▸ **What you need to do**: Can you express the data lines from the one containing "Every <instance> carries" through the one containing "positive clicks: (180, 27)", inclusive, as a JSON list of strings, one string per line, omitting blank lines?

▸ **Record set**:

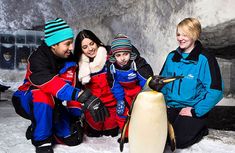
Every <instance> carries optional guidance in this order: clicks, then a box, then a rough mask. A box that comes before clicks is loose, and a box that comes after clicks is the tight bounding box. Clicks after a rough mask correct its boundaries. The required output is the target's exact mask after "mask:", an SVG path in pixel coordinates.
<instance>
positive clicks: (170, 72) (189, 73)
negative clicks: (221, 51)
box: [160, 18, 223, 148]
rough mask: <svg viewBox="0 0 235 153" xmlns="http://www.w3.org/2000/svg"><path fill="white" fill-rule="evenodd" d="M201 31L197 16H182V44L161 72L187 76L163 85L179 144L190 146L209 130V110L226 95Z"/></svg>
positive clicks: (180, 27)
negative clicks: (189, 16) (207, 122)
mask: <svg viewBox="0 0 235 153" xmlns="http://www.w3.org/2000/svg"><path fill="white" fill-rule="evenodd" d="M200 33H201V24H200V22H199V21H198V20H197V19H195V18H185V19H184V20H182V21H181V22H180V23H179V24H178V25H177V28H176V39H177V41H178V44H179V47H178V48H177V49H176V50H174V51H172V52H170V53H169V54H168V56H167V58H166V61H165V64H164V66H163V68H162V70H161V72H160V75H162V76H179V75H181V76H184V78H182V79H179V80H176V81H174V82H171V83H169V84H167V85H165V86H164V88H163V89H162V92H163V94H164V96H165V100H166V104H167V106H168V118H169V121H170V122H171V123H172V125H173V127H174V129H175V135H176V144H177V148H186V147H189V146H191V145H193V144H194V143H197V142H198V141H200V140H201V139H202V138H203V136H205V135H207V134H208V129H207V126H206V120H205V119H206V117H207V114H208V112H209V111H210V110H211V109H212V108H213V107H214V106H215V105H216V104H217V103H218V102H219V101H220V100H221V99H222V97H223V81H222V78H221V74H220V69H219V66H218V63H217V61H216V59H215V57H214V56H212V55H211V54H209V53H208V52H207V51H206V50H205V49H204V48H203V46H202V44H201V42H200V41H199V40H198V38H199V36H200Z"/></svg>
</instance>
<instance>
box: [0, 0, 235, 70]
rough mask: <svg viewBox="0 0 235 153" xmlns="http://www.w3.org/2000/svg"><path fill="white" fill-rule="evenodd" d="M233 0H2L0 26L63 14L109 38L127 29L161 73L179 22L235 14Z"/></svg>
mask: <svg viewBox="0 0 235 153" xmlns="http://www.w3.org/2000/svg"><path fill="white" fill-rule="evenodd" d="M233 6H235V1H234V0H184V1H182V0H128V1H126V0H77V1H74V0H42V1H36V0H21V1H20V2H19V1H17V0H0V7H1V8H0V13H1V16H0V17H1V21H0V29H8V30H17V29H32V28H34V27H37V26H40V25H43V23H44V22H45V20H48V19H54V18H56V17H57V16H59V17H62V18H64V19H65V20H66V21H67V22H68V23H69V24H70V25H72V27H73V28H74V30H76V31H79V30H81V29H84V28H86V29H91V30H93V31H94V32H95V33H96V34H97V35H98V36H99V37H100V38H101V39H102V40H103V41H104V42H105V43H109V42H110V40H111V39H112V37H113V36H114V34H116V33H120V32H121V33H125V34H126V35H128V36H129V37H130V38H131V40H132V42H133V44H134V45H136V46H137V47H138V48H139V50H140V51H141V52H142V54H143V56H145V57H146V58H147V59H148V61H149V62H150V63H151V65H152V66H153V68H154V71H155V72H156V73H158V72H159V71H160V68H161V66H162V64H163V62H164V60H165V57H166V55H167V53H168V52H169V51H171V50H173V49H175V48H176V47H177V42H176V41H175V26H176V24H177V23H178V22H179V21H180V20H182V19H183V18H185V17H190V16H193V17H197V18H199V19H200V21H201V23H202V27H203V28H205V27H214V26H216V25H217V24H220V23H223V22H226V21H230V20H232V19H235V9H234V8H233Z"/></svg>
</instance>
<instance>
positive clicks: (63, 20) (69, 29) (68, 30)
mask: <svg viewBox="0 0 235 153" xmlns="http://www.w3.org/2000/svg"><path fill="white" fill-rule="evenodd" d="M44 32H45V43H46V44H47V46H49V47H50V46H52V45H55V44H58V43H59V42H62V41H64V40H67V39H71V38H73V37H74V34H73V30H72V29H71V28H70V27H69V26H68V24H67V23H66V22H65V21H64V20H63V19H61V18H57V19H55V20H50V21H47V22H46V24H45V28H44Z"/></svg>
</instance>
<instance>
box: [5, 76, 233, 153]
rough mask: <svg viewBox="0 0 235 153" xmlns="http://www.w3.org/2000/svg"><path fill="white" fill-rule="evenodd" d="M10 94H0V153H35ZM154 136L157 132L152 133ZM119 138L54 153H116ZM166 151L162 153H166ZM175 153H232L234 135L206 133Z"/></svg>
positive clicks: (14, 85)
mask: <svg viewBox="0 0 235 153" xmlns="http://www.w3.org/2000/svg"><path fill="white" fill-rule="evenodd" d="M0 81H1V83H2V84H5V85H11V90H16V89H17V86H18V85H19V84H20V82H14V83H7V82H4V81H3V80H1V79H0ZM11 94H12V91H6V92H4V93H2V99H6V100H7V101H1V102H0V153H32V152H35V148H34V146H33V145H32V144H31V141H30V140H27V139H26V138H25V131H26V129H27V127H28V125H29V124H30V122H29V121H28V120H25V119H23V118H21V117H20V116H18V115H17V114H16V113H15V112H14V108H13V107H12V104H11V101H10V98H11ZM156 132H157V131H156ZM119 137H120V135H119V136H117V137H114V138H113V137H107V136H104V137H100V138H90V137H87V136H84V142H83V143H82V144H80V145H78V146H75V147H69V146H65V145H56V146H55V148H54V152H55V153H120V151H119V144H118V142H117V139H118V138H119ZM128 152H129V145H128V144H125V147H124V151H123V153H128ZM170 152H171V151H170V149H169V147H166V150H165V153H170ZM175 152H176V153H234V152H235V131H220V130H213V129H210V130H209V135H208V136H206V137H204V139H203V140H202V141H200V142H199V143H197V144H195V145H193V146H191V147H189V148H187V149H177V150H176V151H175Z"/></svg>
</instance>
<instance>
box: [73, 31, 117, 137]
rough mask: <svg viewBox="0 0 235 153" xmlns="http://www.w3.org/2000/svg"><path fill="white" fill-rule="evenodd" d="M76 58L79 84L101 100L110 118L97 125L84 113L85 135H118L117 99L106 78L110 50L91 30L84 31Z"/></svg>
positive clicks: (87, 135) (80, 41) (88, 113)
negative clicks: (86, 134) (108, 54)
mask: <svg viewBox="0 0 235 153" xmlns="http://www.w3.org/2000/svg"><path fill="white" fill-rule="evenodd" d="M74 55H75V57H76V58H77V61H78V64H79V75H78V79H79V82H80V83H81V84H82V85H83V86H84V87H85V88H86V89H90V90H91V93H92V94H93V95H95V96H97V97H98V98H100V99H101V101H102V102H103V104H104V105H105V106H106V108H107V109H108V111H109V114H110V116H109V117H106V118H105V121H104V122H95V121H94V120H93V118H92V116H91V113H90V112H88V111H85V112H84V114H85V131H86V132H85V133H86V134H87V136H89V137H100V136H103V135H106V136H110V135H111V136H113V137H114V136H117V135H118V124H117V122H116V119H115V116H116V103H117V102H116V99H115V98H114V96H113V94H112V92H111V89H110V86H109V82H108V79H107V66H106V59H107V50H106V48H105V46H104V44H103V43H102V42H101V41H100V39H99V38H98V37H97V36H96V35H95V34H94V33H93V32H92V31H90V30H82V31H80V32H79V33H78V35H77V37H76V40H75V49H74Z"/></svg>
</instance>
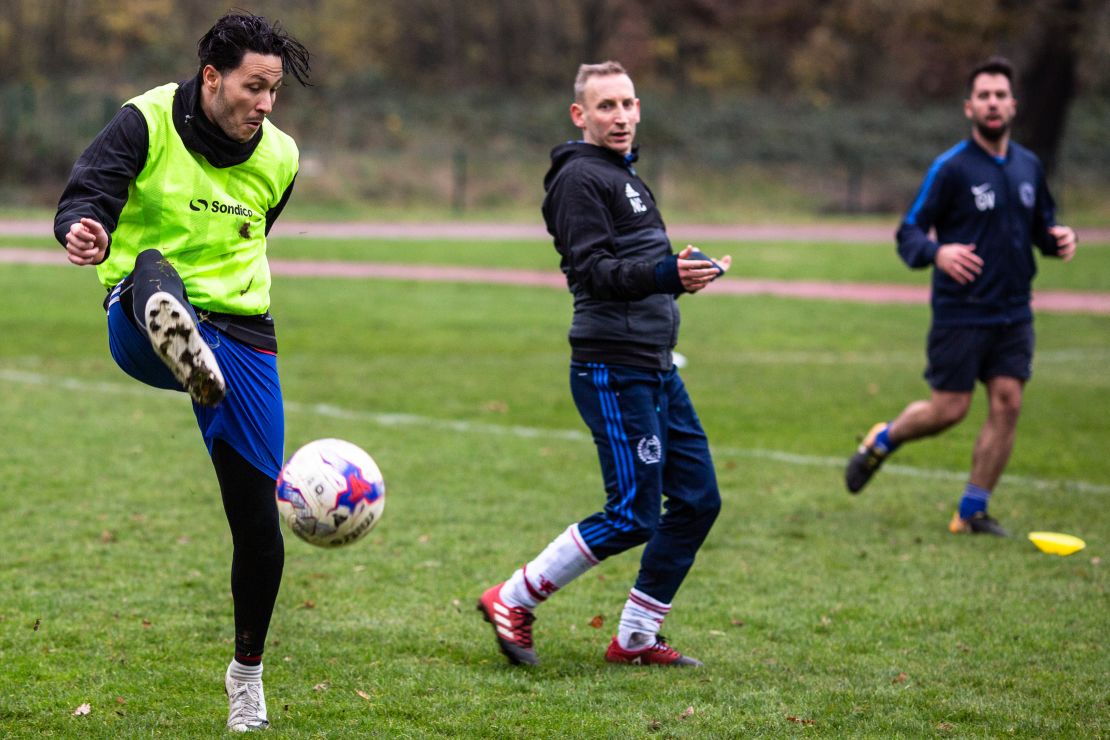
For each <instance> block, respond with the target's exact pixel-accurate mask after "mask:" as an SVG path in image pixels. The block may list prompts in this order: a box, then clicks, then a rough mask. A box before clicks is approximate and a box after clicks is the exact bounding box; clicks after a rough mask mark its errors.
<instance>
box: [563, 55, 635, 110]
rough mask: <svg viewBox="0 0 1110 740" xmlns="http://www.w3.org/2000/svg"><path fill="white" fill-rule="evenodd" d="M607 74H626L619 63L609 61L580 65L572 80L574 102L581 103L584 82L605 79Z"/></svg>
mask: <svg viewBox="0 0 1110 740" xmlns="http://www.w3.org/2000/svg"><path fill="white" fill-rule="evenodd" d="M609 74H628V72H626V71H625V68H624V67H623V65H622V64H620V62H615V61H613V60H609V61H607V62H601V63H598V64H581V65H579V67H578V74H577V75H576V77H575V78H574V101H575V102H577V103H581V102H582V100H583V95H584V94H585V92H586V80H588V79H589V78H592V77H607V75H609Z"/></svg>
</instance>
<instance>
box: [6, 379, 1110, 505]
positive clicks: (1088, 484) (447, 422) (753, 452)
---
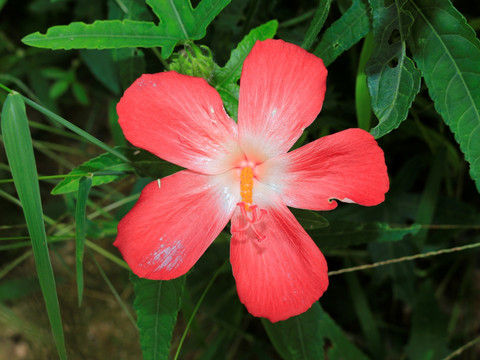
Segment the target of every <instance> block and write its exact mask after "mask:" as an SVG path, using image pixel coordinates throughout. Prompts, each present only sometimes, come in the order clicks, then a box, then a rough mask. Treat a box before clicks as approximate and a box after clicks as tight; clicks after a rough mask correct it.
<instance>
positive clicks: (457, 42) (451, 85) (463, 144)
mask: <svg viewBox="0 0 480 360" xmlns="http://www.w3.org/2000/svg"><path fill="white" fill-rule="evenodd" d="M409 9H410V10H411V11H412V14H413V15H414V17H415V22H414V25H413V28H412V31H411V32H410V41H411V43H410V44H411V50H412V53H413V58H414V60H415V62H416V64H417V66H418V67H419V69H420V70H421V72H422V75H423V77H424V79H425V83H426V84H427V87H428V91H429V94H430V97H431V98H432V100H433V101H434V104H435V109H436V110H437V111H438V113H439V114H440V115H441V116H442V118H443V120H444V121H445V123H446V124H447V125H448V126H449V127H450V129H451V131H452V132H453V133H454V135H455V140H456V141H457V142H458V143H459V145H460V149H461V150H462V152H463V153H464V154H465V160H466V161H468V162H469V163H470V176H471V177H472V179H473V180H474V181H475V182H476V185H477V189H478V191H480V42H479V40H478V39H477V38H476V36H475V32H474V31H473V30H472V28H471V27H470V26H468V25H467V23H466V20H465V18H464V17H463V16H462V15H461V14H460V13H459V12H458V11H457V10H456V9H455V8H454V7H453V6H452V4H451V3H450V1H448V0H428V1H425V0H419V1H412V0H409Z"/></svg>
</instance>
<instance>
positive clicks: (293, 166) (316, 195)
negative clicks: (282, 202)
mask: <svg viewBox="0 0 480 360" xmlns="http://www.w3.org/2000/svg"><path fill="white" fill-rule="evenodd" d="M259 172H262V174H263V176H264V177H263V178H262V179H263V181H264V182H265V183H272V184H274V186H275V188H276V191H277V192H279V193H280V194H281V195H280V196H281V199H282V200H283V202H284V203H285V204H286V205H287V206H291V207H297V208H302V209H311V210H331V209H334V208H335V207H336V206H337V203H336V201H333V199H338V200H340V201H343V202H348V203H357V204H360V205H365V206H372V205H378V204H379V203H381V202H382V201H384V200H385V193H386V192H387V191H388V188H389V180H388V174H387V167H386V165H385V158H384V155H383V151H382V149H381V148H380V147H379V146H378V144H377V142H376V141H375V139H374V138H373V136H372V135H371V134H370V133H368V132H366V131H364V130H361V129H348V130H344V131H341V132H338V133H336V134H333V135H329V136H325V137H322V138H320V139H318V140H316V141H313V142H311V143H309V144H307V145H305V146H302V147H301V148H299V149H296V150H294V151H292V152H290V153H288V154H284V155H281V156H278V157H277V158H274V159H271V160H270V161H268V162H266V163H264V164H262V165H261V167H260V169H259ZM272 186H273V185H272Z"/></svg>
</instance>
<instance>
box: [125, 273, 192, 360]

▸ **Task result**:
[
  "Every <instance> carries optional guidance in this order: clicks, then a box, then a rough mask. A box that comes before clicks is loose, and a box that comes after clicks is the tight bounding box. Clicks after a rough mask correct its boundaries. The required output is the target's exact mask after \"mask:\", an SVG path in pixel coordinates.",
  "<instance>",
  "positive clicks: (170, 72) (189, 73)",
  "negative clicks: (221, 51)",
  "box: [160, 18, 223, 148]",
  "rough mask: <svg viewBox=\"0 0 235 153\" xmlns=\"http://www.w3.org/2000/svg\"><path fill=\"white\" fill-rule=\"evenodd\" d=\"M201 31L197 16H182V44L161 72L187 76L163 85L179 144L190 146L209 130V110L226 95Z\"/></svg>",
  "positive clicks: (180, 27)"
]